Point-per-instance localization data:
==*==

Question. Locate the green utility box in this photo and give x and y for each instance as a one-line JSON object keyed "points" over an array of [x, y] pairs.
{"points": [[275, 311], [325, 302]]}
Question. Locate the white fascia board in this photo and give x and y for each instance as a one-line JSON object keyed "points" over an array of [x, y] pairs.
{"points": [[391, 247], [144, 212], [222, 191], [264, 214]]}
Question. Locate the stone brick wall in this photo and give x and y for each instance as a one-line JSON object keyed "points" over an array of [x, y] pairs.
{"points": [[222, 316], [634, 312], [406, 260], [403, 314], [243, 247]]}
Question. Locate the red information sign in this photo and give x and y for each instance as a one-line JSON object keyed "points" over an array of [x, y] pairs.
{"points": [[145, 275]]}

==*==

## What is needed
Each record is to be given again in full, exactly as it reads.

## Reply to the task
Question. Locate the green utility box in this photo and give x and y for each instance as a one-line JSON object keyed "points" over an array of [x, y] pairs.
{"points": [[275, 311], [325, 302]]}
Question. Locate the white fascia board in this photo and give x and y for each instance as a one-line JSON object keyed "points" over an array of [x, y] pairs.
{"points": [[391, 247], [144, 212], [222, 191], [264, 214]]}
Question. Locate the stone brick wall in this photo and give x and y for each instance as a one-line JSON object keyed "points" over an array of [x, y] pairs.
{"points": [[222, 316], [634, 312], [406, 260], [403, 314], [243, 247]]}
Question. Locate the red information sign in this photo and give x and y for each instance as a one-line JSON object keyed "points" over an array of [x, y] pairs.
{"points": [[145, 275]]}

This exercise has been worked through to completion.